Aim: Could you copy out all of the data below word for word, leaving every line unchanged?

──────── Entries provided

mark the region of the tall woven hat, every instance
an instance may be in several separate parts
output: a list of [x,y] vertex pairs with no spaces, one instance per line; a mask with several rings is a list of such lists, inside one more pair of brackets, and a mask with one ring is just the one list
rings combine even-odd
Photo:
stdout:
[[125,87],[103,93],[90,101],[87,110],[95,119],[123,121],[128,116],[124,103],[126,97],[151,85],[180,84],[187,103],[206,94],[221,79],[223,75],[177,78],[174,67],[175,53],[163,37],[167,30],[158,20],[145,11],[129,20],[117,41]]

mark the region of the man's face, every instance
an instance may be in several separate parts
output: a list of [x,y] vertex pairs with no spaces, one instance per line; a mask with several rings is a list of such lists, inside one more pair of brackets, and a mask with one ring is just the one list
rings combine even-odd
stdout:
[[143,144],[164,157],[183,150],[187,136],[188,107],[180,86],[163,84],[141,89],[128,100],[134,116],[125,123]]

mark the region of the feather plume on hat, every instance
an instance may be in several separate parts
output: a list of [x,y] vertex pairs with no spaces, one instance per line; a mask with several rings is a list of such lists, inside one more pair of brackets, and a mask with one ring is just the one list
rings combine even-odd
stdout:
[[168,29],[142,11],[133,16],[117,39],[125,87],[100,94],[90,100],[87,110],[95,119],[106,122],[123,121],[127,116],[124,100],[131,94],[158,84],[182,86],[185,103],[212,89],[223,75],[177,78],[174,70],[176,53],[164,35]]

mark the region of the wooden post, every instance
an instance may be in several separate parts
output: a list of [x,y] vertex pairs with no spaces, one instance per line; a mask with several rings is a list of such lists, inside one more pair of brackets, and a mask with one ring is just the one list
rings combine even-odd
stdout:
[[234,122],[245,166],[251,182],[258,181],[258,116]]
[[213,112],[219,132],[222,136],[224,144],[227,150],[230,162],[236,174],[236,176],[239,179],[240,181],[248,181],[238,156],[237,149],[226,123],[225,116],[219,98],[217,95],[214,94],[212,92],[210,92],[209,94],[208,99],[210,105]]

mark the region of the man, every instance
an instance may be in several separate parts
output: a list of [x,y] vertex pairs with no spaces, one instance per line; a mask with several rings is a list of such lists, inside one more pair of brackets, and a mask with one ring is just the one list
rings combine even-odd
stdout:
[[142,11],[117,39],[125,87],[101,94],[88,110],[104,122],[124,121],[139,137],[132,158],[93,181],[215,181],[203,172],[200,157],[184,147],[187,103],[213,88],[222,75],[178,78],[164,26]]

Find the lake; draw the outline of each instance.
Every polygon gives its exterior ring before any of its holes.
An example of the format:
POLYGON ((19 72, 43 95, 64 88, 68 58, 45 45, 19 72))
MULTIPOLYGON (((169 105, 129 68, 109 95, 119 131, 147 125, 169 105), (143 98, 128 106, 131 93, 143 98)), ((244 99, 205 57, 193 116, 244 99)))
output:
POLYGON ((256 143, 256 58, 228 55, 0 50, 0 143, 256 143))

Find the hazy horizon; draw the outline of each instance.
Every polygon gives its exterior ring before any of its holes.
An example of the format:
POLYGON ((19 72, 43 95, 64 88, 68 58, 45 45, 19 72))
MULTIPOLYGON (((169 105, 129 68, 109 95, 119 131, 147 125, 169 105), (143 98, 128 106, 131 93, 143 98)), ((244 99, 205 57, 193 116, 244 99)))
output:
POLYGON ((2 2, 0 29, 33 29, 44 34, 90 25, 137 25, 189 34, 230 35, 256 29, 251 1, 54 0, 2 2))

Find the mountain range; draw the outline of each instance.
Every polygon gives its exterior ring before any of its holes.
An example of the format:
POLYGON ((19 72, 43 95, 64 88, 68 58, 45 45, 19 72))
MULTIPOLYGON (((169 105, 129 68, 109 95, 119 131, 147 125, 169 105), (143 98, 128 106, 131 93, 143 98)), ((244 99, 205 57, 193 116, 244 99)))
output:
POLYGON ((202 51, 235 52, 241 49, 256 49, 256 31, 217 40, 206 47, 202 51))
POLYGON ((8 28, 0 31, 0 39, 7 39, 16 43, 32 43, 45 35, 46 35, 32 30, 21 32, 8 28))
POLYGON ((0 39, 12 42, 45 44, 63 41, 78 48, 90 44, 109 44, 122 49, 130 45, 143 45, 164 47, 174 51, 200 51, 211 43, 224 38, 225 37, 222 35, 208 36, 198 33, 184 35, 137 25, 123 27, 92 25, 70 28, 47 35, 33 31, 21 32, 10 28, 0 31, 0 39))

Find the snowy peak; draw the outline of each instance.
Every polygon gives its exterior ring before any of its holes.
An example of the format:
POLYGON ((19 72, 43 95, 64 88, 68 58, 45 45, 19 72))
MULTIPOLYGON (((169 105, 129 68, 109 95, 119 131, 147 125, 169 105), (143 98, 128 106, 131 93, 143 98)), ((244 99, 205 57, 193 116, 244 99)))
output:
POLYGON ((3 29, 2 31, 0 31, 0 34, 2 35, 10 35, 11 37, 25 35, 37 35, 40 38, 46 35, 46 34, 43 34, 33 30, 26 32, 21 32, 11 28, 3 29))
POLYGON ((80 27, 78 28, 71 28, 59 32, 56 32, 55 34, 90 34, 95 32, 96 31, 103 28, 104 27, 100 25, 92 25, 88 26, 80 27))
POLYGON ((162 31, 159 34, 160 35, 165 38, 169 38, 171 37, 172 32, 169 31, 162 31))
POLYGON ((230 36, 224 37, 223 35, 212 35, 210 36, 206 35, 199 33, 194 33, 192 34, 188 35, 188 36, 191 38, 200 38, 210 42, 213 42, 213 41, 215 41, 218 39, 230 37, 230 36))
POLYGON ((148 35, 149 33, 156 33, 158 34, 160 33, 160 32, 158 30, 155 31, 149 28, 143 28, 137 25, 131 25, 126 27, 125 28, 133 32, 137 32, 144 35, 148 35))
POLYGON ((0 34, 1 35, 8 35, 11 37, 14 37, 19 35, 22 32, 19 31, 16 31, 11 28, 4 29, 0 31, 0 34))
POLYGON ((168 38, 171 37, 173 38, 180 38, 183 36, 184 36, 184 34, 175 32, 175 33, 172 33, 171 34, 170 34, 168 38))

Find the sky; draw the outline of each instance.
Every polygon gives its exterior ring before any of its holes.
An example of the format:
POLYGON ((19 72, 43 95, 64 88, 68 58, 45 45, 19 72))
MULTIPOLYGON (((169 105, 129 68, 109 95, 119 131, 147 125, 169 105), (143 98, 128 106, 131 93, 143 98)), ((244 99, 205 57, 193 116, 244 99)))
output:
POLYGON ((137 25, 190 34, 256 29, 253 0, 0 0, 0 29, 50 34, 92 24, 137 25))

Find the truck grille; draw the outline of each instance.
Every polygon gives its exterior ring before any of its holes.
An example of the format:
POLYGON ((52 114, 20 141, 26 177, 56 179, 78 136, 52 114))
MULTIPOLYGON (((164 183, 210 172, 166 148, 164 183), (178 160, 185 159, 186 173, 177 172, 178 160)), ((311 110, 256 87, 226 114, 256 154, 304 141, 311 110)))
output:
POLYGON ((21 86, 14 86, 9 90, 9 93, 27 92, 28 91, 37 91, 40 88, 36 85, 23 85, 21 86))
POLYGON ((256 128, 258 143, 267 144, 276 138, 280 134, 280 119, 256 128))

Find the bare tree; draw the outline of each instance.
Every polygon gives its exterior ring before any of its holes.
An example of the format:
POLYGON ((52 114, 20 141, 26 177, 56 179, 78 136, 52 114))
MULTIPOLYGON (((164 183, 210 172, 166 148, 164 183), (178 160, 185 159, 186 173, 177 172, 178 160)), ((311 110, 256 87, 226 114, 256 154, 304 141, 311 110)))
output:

────────────────

Exercise response:
mark the region of the tall woven hat, every instance
an instance may be in several separate parts
output: a list of [x,y] vertex pairs with no spaces, one instance per line; a mask with several rings is a list of such lists, inside one more pair of brackets, and a mask with one ring is just the one list
rings combine even-odd
Photo:
stdout:
[[125,87],[103,93],[90,101],[87,110],[95,119],[123,121],[128,116],[124,103],[126,97],[151,85],[180,84],[187,103],[206,94],[221,79],[223,75],[177,78],[174,67],[175,53],[163,37],[167,30],[158,20],[145,11],[129,20],[117,41]]

mark the region of the man's face, every instance
an instance may be in several separate parts
output: a list of [x,y] vertex pairs with no spaces, one instance per line; a mask with several rings is a list of such lists, inside one more pair of brackets, and a mask with one ring is just the one list
rings combine even-odd
stdout:
[[143,144],[164,157],[183,150],[187,136],[188,107],[180,86],[163,84],[141,89],[128,100],[134,116],[125,123]]

mark the region of the feather plume on hat, every instance
an instance may be in several separate parts
output: a list of [x,y] vertex pairs with no spaces, one instance per line; a mask with several rings is a list of such lists, inside one more pair of brackets, and a mask with one ring is just the one list
rings combine even-odd
stdout:
[[168,29],[142,11],[133,16],[117,39],[125,87],[100,94],[90,100],[87,110],[95,119],[106,122],[123,121],[127,116],[124,100],[131,94],[158,84],[182,86],[185,103],[212,89],[223,75],[177,78],[174,70],[176,53],[164,35]]

mark the region of the wooden post, every instance
an instance may be in several separate parts
output: a list of [x,y] vertex pairs with no spaces, one instance per line; a mask with several rings is a list of such lists, inside one more pair of brackets, and a mask with one ring is just the one list
rings combine even-odd
stdout:
[[234,122],[245,166],[251,182],[258,181],[258,116]]
[[213,112],[219,132],[222,136],[224,144],[227,150],[230,162],[236,174],[236,176],[239,179],[240,181],[248,181],[238,156],[237,149],[226,123],[225,116],[219,98],[217,95],[214,94],[212,92],[210,92],[209,94],[208,99],[210,105]]

mark the region of the man, every instance
an instance may be in several separate parts
output: a list of [x,y] vertex pairs with no spaces, one instance per line; a mask with several rings is a list of such lists, inside one more pair of brackets, and a mask with one ring is just the one list
rings combine even-odd
stdout:
[[142,11],[117,39],[125,87],[101,94],[88,110],[104,122],[124,121],[139,137],[132,158],[93,181],[215,181],[203,172],[200,157],[184,147],[187,103],[213,88],[222,75],[178,78],[164,26]]

Find the lake; draw the outline of each instance.
Every polygon gives its exterior ring before any of its holes.
An example of the format:
POLYGON ((19 72, 43 95, 64 88, 68 58, 45 45, 19 72))
MULTIPOLYGON (((169 105, 129 68, 109 95, 119 131, 147 125, 169 105), (143 98, 128 106, 131 93, 143 98)), ((244 99, 205 57, 193 116, 244 99)))
output:
POLYGON ((256 143, 256 58, 228 55, 0 50, 0 143, 256 143))

Find the hazy horizon; draw the outline of each instance.
Every polygon gives its exterior ring before any of its holes.
An example of the format:
POLYGON ((19 72, 43 95, 64 88, 68 58, 45 45, 19 72))
MULTIPOLYGON (((169 105, 129 68, 109 95, 119 131, 147 125, 169 105), (143 98, 128 106, 131 93, 143 98)), ((244 99, 205 57, 193 116, 244 99)))
output:
POLYGON ((2 2, 0 29, 33 29, 44 34, 90 25, 137 25, 189 34, 230 35, 256 29, 251 1, 54 0, 2 2))

Find the mountain range; draw the outline of each instance.
Every polygon gives its exterior ring before any of its holes.
An example of the format:
POLYGON ((19 72, 43 95, 64 88, 68 58, 45 45, 19 72))
MULTIPOLYGON (((169 105, 129 68, 109 95, 119 131, 147 125, 169 105), (143 98, 128 106, 131 93, 143 98)), ((244 99, 205 57, 193 116, 244 99)))
output:
POLYGON ((202 51, 235 52, 241 49, 256 49, 256 31, 217 40, 206 47, 202 51))
POLYGON ((8 28, 0 31, 0 39, 7 39, 16 43, 32 43, 45 35, 46 35, 32 30, 21 32, 8 28))
POLYGON ((0 39, 12 42, 45 44, 63 41, 78 48, 90 44, 109 44, 122 49, 130 45, 143 45, 164 47, 174 51, 200 51, 211 43, 224 38, 225 37, 222 35, 208 36, 198 33, 184 35, 137 25, 123 27, 92 25, 70 28, 47 35, 33 31, 21 32, 10 28, 0 31, 0 39))

Find the snowy peak; draw the outline of each instance.
Every polygon gives its exterior ring before any of its holes.
An example of the format:
POLYGON ((19 72, 43 95, 64 88, 68 58, 45 45, 19 72))
MULTIPOLYGON (((169 105, 129 68, 109 95, 119 131, 147 125, 169 105), (143 98, 128 106, 131 93, 143 98)), ((244 99, 205 57, 193 116, 244 99)))
output:
POLYGON ((3 29, 2 31, 0 31, 0 34, 2 35, 10 35, 11 37, 25 35, 37 35, 40 38, 46 35, 46 34, 43 34, 33 30, 26 32, 21 32, 11 28, 3 29))
POLYGON ((80 27, 78 28, 71 28, 59 32, 56 32, 55 34, 90 34, 95 32, 96 31, 103 28, 104 27, 100 25, 92 25, 88 26, 80 27))
POLYGON ((162 31, 159 34, 160 35, 165 38, 169 38, 171 37, 172 32, 169 31, 162 31))
POLYGON ((230 36, 224 37, 223 35, 212 35, 210 36, 206 35, 199 33, 194 33, 192 34, 188 35, 188 36, 191 38, 200 38, 210 42, 213 42, 213 41, 215 41, 218 39, 230 37, 230 36))
POLYGON ((148 35, 149 33, 156 33, 158 34, 160 33, 160 32, 158 30, 155 31, 149 28, 143 28, 137 25, 131 25, 126 27, 125 28, 133 32, 137 32, 144 35, 148 35))
POLYGON ((0 34, 1 35, 8 35, 11 37, 14 37, 19 35, 22 32, 19 31, 16 31, 11 28, 4 29, 0 31, 0 34))
POLYGON ((168 38, 171 37, 173 38, 180 38, 183 36, 184 36, 184 34, 175 32, 175 33, 172 33, 171 34, 170 34, 168 38))

Find the sky; draw the outline of each instance.
Every polygon gives its exterior ring before any of its holes.
An example of the format:
POLYGON ((19 72, 43 95, 64 88, 68 58, 45 45, 19 72))
MULTIPOLYGON (((169 105, 129 68, 109 95, 119 131, 147 125, 169 105), (143 98, 128 106, 131 93, 143 98)), ((244 99, 205 57, 193 116, 244 99)))
output:
POLYGON ((137 25, 190 34, 256 29, 253 0, 0 0, 0 29, 50 34, 92 24, 137 25))

Find the truck grille; draw the outline of each instance.
Every polygon gives its exterior ring before any of its holes.
An example of the format:
POLYGON ((52 114, 20 141, 26 177, 56 179, 78 136, 52 114))
MULTIPOLYGON (((164 183, 210 172, 166 148, 164 183), (178 160, 185 159, 186 173, 177 172, 178 160)), ((311 110, 256 87, 226 114, 256 154, 304 141, 311 110)))
output:
POLYGON ((21 86, 14 86, 9 90, 9 93, 27 92, 28 91, 37 91, 40 88, 36 85, 23 85, 21 86))
POLYGON ((256 128, 258 143, 267 144, 276 138, 280 134, 280 119, 256 128))

Find the bare tree; draw the outline of each instance.
Every polygon gives its exterior ring before any of its holes.
An example of the format:
POLYGON ((52 114, 20 141, 26 177, 56 179, 78 136, 52 114))
MULTIPOLYGON (((164 183, 210 172, 166 148, 164 183), (178 160, 185 159, 186 173, 177 172, 178 160)), ((311 110, 256 87, 226 114, 256 154, 304 141, 311 110)))
output:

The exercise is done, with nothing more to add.